═════ Texto de leitura

A Divina Comédia e Astrologia I
- Filipa Araújo

- 11 de fev.
- 4 min de leitura
As Estrelas e a Espiritualidade na Cosmologia da Comédia de Dante [1]
Hoje sabemos que a astronomia e a astrologia não eram separadas na Idade Média.
Sabemos também que a Comédia de Dante é permeada por uma astrologia
cristianizada que não difere das principais correntes da filosofia medieval. A posição da astrologia na cultura medieval era uma posição exaltado. Já Macróbio sugeria mesmo que o pensamento racional e especulativo, as mais altas faculdades da alma, tinham origem no céu de Saturno e estava associado ao estudo da astrologia. No seu Comentário sobre o Sonho de Cipião, descreve os valores inerentes a cada uma das esferas planetárias e a forma como a alma desce pelos céus e "adquire cada um dos atributos que irá exercer mais tarde. Na esfera de Saturno, ela obtém razão e compreensão, chamada logistikon e teortikon".

Nesta viagem épica de Dante, a astrologia proporciona a coerência cosmológica que permite ao poeta reunir ciência, religião, poesia, mito, e uma profunda visão mística. O Paraíso, em particular está organizado em torno do cosmos de Aristóteles, com os corpos astronómicos espiritualizados de acordo com as categorias teológicas e associações astrológicas. A mistura bem sucedida do poeta de todos estes elementos forjam o que Giuseppe Mazzotta chamou de "tradução da Beatitude em termos astronómicos".

══════════
═════ Dados de origem

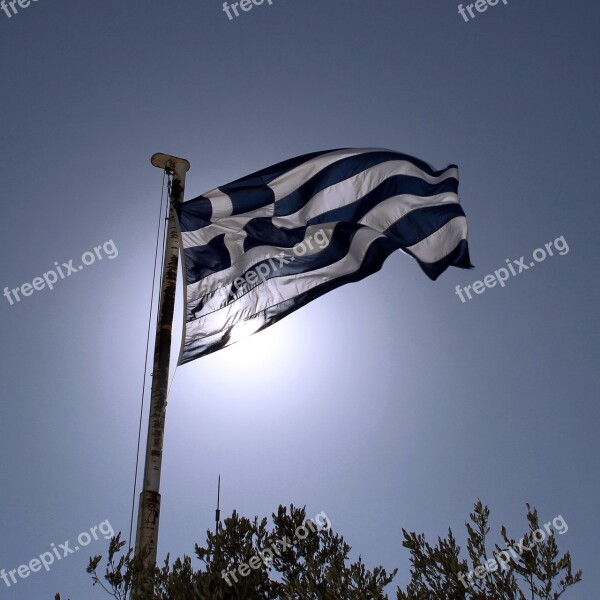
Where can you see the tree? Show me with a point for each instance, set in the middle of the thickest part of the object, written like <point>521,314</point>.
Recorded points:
<point>300,559</point>
<point>523,569</point>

══════════

[O que fazer]
1. De acordo com o texto sobre a Divina Comédia e a astrologia, em torno de que cosmos está organizado o Paraíso?
2. Retome o texto sobre a Divina Comédia e a astrologia a partir do ponto em que ele termina.

[Resultados por tarefa]
1. Em torno do cosmos de Aristóteles.

2.
No Canto I do Purgatório, Dante emerge do submundo para ver quatro estrelas
brilhantes, da Constelação do Cruzeiro Sul (Dante pode ter ouviram falar da Cruz do Sul por parte dos viajantes) e são símbolos cruciais que dizem ao peregrino o que está reservado nesta fase da sua viagem. Eles são as Virtudes Cardeais: Prudência, Temperança, Justiça e Força, e vê-as como luzes no céu, ideais pelos quais pode lutar e que ele pode atingir. Mais tarde, no Canto VIII, ele vê outras três estrelas que são as Virtudes Teologais: Fé, Esperança e Caridade. As quatro estrelas, que naquela manhã rodaram sob a montanha, e, posteriormente, a visão das três estrelas sinalizam que a sua viagem passou para uma nova fase. As quatro primeiras são virtudes prévias ou pagãs, substituídas pelas três que são consideradas especificamente como sendo virtudes cristãs. Mais tarde, ainda, no Canto XXXI, logo após Dante ser conduzido ao rio Letes por Matilda, que lhe mergulha a cabeça para que beba daquela água que lhe tira a memória do pecado, ele é conduzido para dançar com quatro adoráveis donzelas, que lhe juntam as mãos. Estas quatro donzelas são as quatro virtudes cardeais realizadas, e elas dizem: "Aqui estamos nós, ninfas e no céu, estrelas".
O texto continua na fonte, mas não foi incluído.